▶ **What the task requires**: Print everything from "At its core, tension" down to "it matters most?" in the screenwriting piece on suspense below, keeping every word and mark unchanged.

The Craft of Screenwriting : Suspense and Tension
Suspense and tension are not optional elements in storytelling. They are the force that pulls an audience through a scene, through a sequence, and ultimately through an entire story. Whether you are writing a screenplay, a novel, or a short story, nearly every scene should carry some degree of tension. Without it, the story stalls. With it, the story moves.
At its core, tension is created when the audience hopes or fears that something will happen to the characters. That anticipation—whether emotional, physical, or psychological—is what keeps the audience engaged. It is not the outcome that matters most in the moment, but the uncertainty surrounding it.
Will the lovers find their way to each other, or fall apart before they ever have the chance? Will the hero stop the threat in time, or arrive too late? Will the underdog succeed against overwhelming odds, or fail when it matters most?
These questions are not confined to one genre. They exist in romance, comedy, action, drama, mystery, and horror. The form may change, but the function remains the same. Suspense is what keeps the audience leaning forward.
In a love story, tension often takes the form of emotional uncertainty. The audience anticipates connection while fearing rejection, betrayal, or loss. If the outcome is given away too early, the tension collapses. The audience no longer has a reason to stay invested. Strong romantic storytelling delays resolution, allowing characters to clash, struggle, make mistakes, and earn whatever connection they ultimately achieve. It is the uncertainty of the first date, the hesitation before the first kiss, and the possibility of failure that gives the story its energy.
Even comedy relies on suspense. A joke, at its most basic level, is built on anticipation. The setup creates expectation, the audience leans in, and the payoff delivers the release. In longer form storytelling, that same structure applies. Situations are established, complications arise, and the audience anticipates how events will unfold. Whether through misunderstanding, timing, or reversal, the tension exists in the gap between expectation and outcome.

▶ **Extracted data**:

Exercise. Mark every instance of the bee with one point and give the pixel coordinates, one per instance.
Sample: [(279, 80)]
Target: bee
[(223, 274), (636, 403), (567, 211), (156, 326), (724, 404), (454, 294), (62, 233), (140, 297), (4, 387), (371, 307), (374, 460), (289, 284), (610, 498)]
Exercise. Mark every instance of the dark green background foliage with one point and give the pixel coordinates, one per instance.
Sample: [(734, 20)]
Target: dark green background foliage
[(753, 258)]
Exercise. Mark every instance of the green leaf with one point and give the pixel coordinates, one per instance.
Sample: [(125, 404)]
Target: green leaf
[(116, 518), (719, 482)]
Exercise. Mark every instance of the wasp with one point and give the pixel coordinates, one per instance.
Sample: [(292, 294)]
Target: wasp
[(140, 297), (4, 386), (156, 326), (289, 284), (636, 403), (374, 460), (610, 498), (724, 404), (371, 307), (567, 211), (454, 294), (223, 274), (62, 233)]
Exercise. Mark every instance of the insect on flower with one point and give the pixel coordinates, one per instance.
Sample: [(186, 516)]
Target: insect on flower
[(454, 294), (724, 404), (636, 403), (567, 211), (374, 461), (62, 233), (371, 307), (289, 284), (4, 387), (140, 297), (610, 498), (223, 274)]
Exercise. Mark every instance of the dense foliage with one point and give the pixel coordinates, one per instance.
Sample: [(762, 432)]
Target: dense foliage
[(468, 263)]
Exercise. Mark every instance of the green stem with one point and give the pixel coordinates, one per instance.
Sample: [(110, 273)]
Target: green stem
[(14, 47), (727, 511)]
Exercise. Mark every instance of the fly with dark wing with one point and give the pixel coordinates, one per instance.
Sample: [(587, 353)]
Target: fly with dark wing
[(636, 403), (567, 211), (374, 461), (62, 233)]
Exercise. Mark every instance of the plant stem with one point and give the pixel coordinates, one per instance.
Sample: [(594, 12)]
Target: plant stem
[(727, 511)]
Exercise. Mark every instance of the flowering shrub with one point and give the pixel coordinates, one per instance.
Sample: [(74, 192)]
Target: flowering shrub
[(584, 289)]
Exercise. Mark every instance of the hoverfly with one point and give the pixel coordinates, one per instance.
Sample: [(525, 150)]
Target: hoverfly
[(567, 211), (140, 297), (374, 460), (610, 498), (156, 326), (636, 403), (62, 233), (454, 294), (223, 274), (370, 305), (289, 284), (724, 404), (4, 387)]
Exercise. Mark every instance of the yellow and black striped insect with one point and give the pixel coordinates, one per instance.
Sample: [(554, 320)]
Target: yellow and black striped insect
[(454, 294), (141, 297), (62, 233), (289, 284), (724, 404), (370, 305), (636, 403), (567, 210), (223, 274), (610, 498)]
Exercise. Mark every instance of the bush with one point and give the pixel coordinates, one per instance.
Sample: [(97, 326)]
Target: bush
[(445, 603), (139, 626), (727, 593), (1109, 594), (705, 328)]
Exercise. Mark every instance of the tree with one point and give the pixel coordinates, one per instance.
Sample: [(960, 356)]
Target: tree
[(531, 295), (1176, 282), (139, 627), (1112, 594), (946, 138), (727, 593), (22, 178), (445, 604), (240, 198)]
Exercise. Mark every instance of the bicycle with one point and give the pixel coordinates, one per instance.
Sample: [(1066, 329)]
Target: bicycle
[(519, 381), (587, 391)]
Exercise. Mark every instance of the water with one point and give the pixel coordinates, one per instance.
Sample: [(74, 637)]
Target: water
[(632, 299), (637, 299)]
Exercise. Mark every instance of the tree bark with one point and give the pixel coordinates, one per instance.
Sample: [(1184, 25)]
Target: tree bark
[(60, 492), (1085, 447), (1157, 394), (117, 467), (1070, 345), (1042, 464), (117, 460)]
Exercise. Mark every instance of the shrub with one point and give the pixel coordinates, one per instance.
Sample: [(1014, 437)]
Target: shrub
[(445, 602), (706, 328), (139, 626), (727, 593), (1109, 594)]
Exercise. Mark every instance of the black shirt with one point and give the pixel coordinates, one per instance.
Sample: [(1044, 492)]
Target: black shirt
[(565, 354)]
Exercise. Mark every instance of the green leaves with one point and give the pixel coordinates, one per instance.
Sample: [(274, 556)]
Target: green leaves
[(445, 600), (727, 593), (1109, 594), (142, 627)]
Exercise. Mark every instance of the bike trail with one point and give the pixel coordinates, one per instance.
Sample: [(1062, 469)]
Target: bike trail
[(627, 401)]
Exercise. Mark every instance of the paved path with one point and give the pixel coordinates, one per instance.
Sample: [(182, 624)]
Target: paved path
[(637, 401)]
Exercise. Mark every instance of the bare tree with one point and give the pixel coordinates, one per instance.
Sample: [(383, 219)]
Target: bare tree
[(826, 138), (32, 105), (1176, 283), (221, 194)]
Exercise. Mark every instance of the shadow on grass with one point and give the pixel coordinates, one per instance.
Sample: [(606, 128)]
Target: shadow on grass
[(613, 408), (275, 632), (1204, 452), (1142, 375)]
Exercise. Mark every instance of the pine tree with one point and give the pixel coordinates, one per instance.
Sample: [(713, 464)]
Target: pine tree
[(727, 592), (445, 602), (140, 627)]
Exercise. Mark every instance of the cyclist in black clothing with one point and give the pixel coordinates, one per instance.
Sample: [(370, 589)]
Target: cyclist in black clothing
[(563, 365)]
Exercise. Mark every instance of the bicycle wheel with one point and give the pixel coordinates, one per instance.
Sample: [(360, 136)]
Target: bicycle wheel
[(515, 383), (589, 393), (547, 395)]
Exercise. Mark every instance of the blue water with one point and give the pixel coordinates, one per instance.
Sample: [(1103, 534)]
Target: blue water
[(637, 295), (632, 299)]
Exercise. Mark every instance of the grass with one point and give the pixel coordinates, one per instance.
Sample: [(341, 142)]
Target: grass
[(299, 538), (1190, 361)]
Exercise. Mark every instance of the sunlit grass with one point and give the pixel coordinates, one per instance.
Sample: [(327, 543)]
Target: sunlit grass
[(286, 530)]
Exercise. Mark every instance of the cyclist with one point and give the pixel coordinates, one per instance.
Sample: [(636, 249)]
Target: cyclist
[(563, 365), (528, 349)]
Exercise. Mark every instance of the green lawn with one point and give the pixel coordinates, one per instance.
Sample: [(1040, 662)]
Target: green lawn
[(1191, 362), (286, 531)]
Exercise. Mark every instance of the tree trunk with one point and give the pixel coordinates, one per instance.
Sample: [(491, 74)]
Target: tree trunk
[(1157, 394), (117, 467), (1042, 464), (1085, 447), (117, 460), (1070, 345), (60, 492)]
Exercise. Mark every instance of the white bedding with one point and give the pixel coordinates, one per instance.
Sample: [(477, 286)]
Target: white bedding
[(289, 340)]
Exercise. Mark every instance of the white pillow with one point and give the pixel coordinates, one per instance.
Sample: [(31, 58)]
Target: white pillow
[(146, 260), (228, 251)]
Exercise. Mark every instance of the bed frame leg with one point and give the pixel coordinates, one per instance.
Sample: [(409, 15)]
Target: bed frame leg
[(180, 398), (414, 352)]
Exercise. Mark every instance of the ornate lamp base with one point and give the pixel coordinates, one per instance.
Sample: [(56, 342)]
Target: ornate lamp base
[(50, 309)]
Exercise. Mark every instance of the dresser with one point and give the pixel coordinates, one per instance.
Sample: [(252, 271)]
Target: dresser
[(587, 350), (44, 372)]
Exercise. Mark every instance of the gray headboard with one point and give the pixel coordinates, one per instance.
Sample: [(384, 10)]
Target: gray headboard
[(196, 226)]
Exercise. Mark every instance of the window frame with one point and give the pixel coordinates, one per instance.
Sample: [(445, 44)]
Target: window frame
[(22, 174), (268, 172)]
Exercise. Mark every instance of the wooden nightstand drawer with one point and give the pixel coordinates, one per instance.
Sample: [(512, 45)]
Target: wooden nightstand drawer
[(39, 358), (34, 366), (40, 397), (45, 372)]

▶ **Problem solution**:
At its core, tension is created when the audience hopes or fears that something will happen to the characters. That anticipation—whether emotional, physical, or psychological—is what keeps the audience engaged. It is not the outcome that matters most in the moment, but the uncertainty surrounding it.
Will the lovers find their way to each other, or fall apart before they ever have the chance? Will the hero stop the threat in time, or arrive too late? Will the underdog succeed against overwhelming odds, or fail when it matters most?